◆ **EXERCISE INSTRUCTIONS**: Word-for-word transcription is needed for all of the entries.

◆ **SUPPLIED MATERIAL**:
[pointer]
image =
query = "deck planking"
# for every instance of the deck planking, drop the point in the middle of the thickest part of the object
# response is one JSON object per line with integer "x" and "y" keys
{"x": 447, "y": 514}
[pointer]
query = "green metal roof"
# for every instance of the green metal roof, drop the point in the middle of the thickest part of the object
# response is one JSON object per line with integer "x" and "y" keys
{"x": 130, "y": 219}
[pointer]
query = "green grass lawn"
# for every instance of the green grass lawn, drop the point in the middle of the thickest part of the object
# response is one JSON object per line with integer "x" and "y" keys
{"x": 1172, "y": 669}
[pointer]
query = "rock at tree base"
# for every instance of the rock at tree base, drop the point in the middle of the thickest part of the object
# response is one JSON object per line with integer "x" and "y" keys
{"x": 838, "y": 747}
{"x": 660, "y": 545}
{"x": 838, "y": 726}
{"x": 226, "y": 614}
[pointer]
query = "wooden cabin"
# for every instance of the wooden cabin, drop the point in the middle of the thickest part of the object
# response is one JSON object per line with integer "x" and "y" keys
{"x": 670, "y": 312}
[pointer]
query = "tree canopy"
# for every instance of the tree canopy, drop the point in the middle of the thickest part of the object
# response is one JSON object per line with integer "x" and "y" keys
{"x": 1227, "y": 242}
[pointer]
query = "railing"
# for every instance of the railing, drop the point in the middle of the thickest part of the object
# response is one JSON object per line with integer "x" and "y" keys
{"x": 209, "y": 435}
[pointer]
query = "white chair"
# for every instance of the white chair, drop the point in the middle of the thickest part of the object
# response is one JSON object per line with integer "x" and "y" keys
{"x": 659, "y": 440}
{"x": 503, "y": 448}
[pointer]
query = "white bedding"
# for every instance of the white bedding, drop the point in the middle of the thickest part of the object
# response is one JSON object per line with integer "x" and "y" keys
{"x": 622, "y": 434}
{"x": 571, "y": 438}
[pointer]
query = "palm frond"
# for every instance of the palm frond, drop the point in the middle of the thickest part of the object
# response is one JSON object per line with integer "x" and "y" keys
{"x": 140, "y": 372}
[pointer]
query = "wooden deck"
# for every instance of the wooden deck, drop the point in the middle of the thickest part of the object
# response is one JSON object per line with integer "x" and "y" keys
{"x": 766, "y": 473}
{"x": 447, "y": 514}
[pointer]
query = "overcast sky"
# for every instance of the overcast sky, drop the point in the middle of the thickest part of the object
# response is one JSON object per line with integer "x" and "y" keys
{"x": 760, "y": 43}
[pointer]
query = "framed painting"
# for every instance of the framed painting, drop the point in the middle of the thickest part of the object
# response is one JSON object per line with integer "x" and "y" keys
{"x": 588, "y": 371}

◆ **SOLVED PROBLEM**:
[pointer]
image =
query = "deck planking"
# for every instance of the deck planking, drop the point in the middle of the thickest part of the object
# response is one JSON object per line with integer "x" and "y" keys
{"x": 447, "y": 514}
[pointer]
query = "green metal roof"
# for every instance of the green metal roof, drop the point in the middle of the thickest part of the object
# response is one JSON object per line with integer "x" and "y" keys
{"x": 130, "y": 219}
[pointer]
query = "green grass lawn"
# for every instance of the green grass lawn, drop the point in the middle of the thickest part of the object
# response is one JSON object per line with integer "x" and "y" keys
{"x": 1172, "y": 669}
[pointer]
query = "rock at tree base"
# for every instance of the rock at tree base, drop the point in the middle of the thickest part of the object
# response is one JSON object per line with integer "x" and "y" keys
{"x": 838, "y": 747}
{"x": 660, "y": 545}
{"x": 838, "y": 726}
{"x": 226, "y": 614}
[pointer]
query = "wooden cabin"
# for every instance of the wooden cabin, drop the point in the middle of the thickest part of the object
# response is one JSON object per line with integer "x" and "y" keys
{"x": 670, "y": 312}
[pointer]
query = "tree canopy"
# for every instance of the tree canopy, drop the point in the middle of the thickest part of the object
# response is one JSON object per line with integer "x" and "y" keys
{"x": 1227, "y": 242}
[pointer]
query = "railing"
# for every instance of the railing, drop the point in the middle of the thickest part of the object
# response is one JSON object per line with integer "x" and "y" keys
{"x": 209, "y": 435}
[pointer]
query = "white chair"
# for every instance of the white chair, drop the point in the middle of the thickest part of the object
# response is one JSON object per line with integer "x" and "y" keys
{"x": 659, "y": 440}
{"x": 503, "y": 448}
[pointer]
query = "white bedding"
# for every instance of the white bedding, drop the point in the middle of the thickest part of the object
# response is one JSON object per line with integer "x" and "y" keys
{"x": 622, "y": 434}
{"x": 571, "y": 438}
[pointer]
query = "palm frond"
# for every instance of the palm frond, drop the point in the middle of the thickest part of the object
# response is one JSON object per line with integer "x" and "y" keys
{"x": 140, "y": 372}
[pointer]
query = "wooden deck"
# for every instance of the wooden deck, drop the point in the middle of the thickest part of the object
# response is one JSON object per line with integer "x" and "y" keys
{"x": 766, "y": 473}
{"x": 447, "y": 514}
[pointer]
query = "overcast sky"
# for every instance of the overcast sky, drop the point in the middle of the thickest part of the object
# response is one JSON object per line with integer "x" and "y" keys
{"x": 760, "y": 43}
[pointer]
query = "framed painting"
# for every instance of the framed painting, drop the point in the middle of the thickest part of the object
# response is one JSON object per line with integer "x" and "y" keys
{"x": 588, "y": 371}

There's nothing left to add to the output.